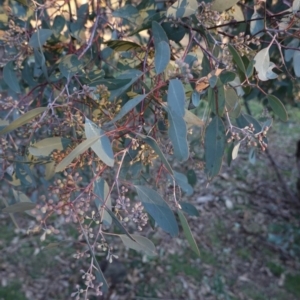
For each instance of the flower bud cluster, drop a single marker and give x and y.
(206, 16)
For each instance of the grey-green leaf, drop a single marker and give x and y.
(70, 65)
(39, 38)
(10, 78)
(159, 35)
(158, 209)
(102, 147)
(101, 191)
(176, 97)
(162, 56)
(76, 152)
(237, 58)
(214, 147)
(278, 107)
(141, 244)
(221, 5)
(46, 146)
(296, 63)
(182, 8)
(128, 106)
(187, 232)
(257, 25)
(182, 181)
(189, 208)
(23, 119)
(178, 135)
(153, 144)
(19, 207)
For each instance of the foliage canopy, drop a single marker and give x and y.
(99, 104)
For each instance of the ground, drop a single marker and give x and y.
(248, 233)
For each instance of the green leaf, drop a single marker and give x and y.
(250, 69)
(189, 208)
(153, 144)
(127, 107)
(10, 78)
(175, 34)
(289, 53)
(176, 97)
(120, 45)
(182, 181)
(162, 56)
(24, 119)
(76, 152)
(46, 146)
(296, 6)
(214, 147)
(237, 58)
(263, 65)
(158, 209)
(102, 147)
(133, 75)
(227, 77)
(235, 150)
(191, 119)
(257, 25)
(278, 107)
(118, 223)
(196, 98)
(221, 5)
(101, 190)
(296, 63)
(182, 8)
(141, 244)
(39, 38)
(19, 207)
(216, 98)
(187, 232)
(59, 24)
(232, 103)
(178, 135)
(252, 156)
(70, 65)
(213, 81)
(159, 35)
(192, 177)
(245, 120)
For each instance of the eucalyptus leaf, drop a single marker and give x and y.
(221, 5)
(296, 63)
(178, 135)
(263, 65)
(189, 208)
(76, 152)
(158, 209)
(18, 207)
(278, 107)
(187, 232)
(24, 119)
(46, 146)
(182, 8)
(39, 38)
(162, 56)
(10, 78)
(102, 147)
(176, 97)
(237, 58)
(101, 191)
(127, 107)
(153, 144)
(214, 147)
(141, 244)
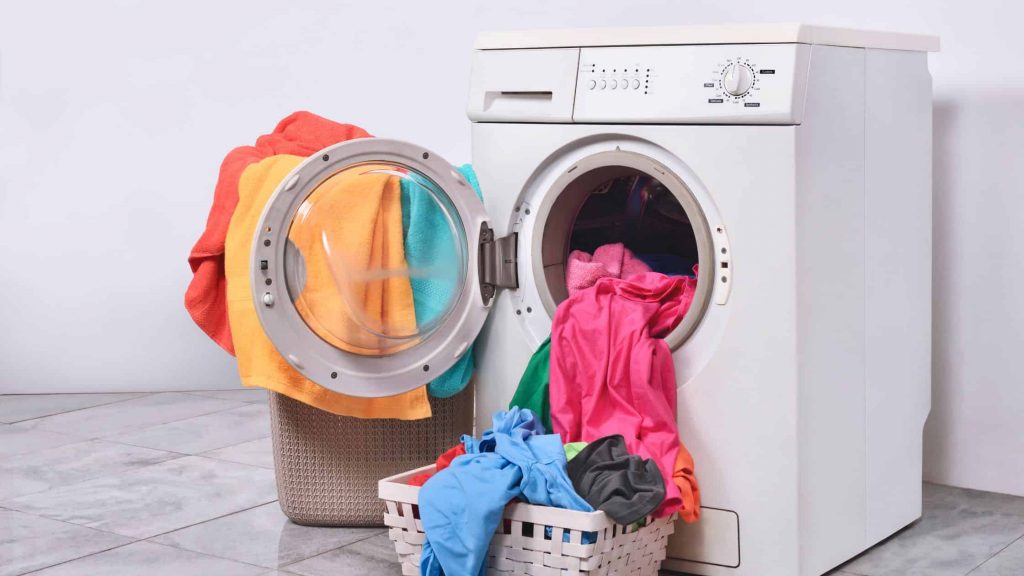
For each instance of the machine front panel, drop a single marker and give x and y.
(715, 84)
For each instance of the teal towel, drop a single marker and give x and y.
(429, 243)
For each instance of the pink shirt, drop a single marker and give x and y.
(612, 373)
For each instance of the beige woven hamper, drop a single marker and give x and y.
(520, 545)
(328, 466)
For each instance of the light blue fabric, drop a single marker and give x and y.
(429, 243)
(461, 505)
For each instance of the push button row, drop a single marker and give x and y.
(613, 84)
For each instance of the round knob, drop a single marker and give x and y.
(737, 79)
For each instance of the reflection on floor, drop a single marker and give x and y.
(182, 483)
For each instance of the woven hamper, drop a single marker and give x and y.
(522, 543)
(328, 465)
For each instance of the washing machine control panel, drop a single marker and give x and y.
(705, 84)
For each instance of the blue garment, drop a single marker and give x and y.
(461, 506)
(435, 276)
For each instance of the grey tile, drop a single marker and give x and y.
(155, 499)
(14, 408)
(255, 396)
(263, 536)
(257, 453)
(19, 441)
(960, 529)
(208, 432)
(373, 556)
(129, 415)
(40, 470)
(29, 542)
(1010, 562)
(151, 560)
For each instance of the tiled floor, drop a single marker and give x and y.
(182, 483)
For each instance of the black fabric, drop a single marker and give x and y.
(626, 487)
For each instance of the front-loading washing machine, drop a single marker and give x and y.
(792, 164)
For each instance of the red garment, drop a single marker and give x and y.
(302, 133)
(612, 373)
(443, 461)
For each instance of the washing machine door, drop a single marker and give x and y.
(374, 266)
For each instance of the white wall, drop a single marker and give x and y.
(114, 117)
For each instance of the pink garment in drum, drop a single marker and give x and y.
(611, 372)
(614, 260)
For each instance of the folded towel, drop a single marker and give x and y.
(206, 299)
(377, 227)
(614, 260)
(355, 293)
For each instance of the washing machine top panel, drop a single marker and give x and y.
(366, 266)
(727, 34)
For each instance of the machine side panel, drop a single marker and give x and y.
(830, 310)
(898, 196)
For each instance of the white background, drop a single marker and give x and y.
(115, 116)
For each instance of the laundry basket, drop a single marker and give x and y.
(521, 546)
(328, 465)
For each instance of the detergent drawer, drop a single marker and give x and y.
(523, 85)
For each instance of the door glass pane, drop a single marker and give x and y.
(376, 258)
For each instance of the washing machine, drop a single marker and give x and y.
(791, 163)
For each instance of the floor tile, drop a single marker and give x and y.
(1008, 563)
(155, 499)
(130, 415)
(373, 556)
(29, 542)
(960, 530)
(14, 408)
(256, 453)
(243, 395)
(151, 560)
(19, 441)
(72, 463)
(263, 536)
(209, 432)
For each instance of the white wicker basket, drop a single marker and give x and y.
(519, 546)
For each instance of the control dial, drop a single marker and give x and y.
(737, 79)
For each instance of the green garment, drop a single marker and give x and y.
(572, 449)
(532, 391)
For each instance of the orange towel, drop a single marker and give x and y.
(358, 296)
(259, 362)
(206, 299)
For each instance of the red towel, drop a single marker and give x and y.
(302, 133)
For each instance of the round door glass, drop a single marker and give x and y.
(375, 258)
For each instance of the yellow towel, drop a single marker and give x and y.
(370, 238)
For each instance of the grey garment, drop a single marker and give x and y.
(626, 487)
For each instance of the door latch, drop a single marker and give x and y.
(499, 268)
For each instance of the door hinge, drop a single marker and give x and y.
(499, 268)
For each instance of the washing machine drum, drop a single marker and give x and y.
(366, 270)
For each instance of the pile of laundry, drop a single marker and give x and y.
(592, 424)
(391, 222)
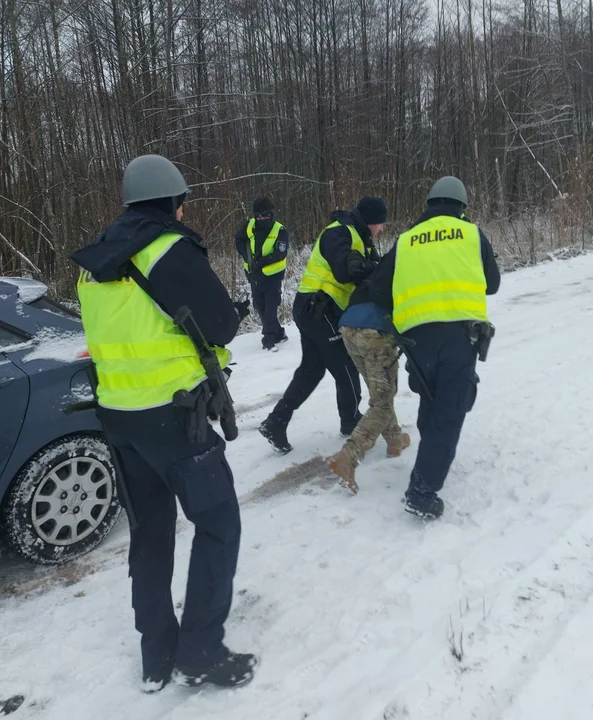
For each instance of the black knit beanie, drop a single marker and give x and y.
(372, 209)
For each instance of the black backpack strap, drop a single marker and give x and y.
(144, 283)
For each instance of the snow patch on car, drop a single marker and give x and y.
(57, 345)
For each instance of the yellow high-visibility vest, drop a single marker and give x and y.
(142, 357)
(268, 247)
(318, 274)
(439, 275)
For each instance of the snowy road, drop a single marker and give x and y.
(359, 611)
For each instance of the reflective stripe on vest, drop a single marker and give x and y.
(267, 249)
(142, 357)
(318, 274)
(439, 275)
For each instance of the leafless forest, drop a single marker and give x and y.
(314, 102)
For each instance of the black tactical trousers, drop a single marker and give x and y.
(161, 466)
(448, 362)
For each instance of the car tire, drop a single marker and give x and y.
(63, 502)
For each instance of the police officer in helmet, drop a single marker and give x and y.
(142, 358)
(433, 284)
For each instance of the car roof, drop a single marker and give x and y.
(17, 308)
(29, 290)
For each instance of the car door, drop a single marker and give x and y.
(14, 394)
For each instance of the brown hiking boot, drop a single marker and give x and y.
(343, 466)
(397, 445)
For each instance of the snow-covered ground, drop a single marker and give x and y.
(358, 610)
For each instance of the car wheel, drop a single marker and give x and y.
(63, 502)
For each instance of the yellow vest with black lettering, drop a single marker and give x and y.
(318, 274)
(142, 357)
(439, 275)
(268, 247)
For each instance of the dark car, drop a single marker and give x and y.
(57, 482)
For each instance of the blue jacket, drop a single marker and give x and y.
(366, 315)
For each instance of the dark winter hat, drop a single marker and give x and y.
(262, 206)
(372, 209)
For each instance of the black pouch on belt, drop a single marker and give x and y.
(480, 334)
(195, 404)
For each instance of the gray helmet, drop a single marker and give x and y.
(150, 177)
(448, 188)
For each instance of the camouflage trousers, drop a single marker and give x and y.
(374, 354)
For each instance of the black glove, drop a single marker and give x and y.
(358, 267)
(242, 308)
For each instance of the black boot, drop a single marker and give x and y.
(429, 506)
(155, 681)
(274, 431)
(233, 671)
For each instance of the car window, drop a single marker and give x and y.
(9, 337)
(45, 303)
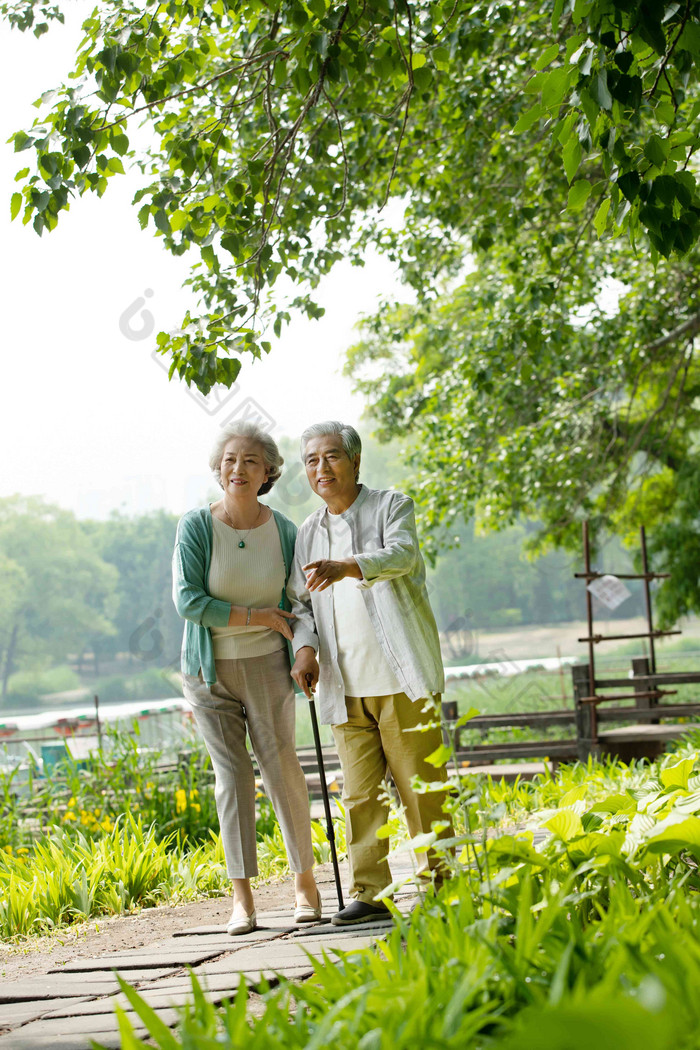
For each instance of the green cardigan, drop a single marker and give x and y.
(190, 572)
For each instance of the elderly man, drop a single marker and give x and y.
(365, 633)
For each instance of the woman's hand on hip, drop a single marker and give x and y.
(277, 620)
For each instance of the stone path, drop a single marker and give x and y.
(77, 1003)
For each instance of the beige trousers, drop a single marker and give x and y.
(253, 695)
(374, 740)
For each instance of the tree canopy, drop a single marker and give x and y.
(543, 160)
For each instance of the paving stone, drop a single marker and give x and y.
(264, 931)
(21, 1041)
(136, 961)
(92, 1025)
(99, 984)
(13, 1014)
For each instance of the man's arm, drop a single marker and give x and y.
(401, 549)
(305, 670)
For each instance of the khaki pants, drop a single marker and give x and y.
(253, 695)
(373, 740)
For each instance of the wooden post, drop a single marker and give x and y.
(587, 742)
(449, 714)
(642, 666)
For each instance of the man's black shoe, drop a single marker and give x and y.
(359, 911)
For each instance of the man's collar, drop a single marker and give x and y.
(355, 505)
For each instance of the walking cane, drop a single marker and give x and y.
(326, 801)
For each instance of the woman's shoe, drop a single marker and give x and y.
(304, 912)
(239, 925)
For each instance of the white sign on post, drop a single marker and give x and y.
(610, 590)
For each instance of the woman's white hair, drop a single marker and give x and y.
(271, 455)
(348, 436)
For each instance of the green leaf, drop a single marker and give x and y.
(555, 86)
(120, 143)
(463, 719)
(22, 141)
(578, 194)
(673, 835)
(573, 795)
(656, 150)
(600, 221)
(677, 776)
(529, 118)
(548, 56)
(81, 155)
(566, 824)
(440, 755)
(571, 154)
(598, 90)
(690, 39)
(162, 221)
(629, 184)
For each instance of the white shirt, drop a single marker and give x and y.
(364, 669)
(251, 575)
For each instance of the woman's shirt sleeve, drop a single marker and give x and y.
(189, 588)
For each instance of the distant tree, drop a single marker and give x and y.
(55, 589)
(544, 158)
(140, 548)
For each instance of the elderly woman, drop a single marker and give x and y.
(231, 564)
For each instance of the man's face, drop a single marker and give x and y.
(330, 469)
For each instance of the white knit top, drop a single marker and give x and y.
(252, 575)
(362, 663)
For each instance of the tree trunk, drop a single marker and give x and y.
(9, 656)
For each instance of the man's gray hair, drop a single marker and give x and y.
(347, 434)
(254, 433)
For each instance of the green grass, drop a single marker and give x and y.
(586, 939)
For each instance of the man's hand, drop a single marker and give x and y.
(304, 671)
(325, 573)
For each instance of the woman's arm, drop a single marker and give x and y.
(193, 602)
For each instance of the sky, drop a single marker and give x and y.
(88, 418)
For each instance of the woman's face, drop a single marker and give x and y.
(244, 469)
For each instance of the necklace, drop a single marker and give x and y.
(241, 543)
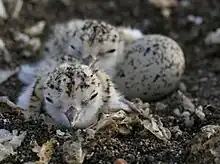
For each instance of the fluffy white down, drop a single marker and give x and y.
(27, 74)
(24, 98)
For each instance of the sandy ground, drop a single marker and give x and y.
(200, 83)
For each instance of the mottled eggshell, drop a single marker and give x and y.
(152, 68)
------------------------------------------------------------
◆ AIM
Nothing but the lines from the line containing "For each instance of the green grass, drop" through the last line of the records above is to be extracted, exactly and with no pictures.

◆ ANSWER
For each instance of the green grass, drop a single marker and give x and y.
(586, 939)
For each instance of the man's hand, drop a single marker and give x and y.
(304, 671)
(325, 573)
For each instance of the woman's arm, drop a single marker and give x and y.
(193, 602)
For each instance of the sky, drop a single marker and give x and y.
(88, 418)
For each instance of the woman's face, drop a single marker and give x and y.
(244, 469)
For each instance of the necklace, drop a single marker and give x and y.
(241, 543)
For each instance of the fluffy white down, drop a single marker and give x and y.
(27, 74)
(24, 98)
For each instance of the sandy ground, drop a single marker and give x and y.
(200, 83)
For each instance of the mottled eggshell, drop a single marker and give x and y.
(152, 68)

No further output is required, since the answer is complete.